Texto de origem:
--- --- ---

Segundo turno entre a Covid-19 e a população
Éric Diego Barioni
Vou iniciar este texto com uma reflexão breve, e quero que você imagine o que vou lhe descrever: com o vírus SARS-CoV-2 localizado no centro de um espaço, e entre o vírus e as inúmeras vítimas desta pandemia que, mais tarde, nesta minha reflexão, irão delimitar um círculo no entorno do vírus central, estamos nós -- eu e você --, transitando de um ponto a outro, até que, por acidente, nos juntemos às demais vítimas da Covid-19, e aumentemos a espessura desta linha.
O Brasil já registrou mais de 6 milhões de casos confirmados e 175 mil mortes, e para fins somente de reflexão aqui, com todo o meu respeito, quero classificar as pessoas que estão nos números que citei acima como vítimas diretas da Covid-19. Para além destas vítimas, familiares que perderam pessoas queridas, colaboradores de empresas, profissionais liberais, autônomos, comerciantes, artistas, entre outros, também serão caracterizados aqui como vítimas, porém como vítimas indiretas.

--- --- ---

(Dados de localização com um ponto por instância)
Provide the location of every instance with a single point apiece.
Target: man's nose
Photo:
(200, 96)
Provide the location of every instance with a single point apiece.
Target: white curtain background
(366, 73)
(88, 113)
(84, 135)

--- --- ---

Tarefa: Liste os grupos de pessoas que o texto sobre a Covid-19 nomeia como vítimas indiretas.

Resposta: Familiares que perderam pessoas queridas, colaboradores de empresas, profissionais liberais, autônomos, comerciantes e artistas.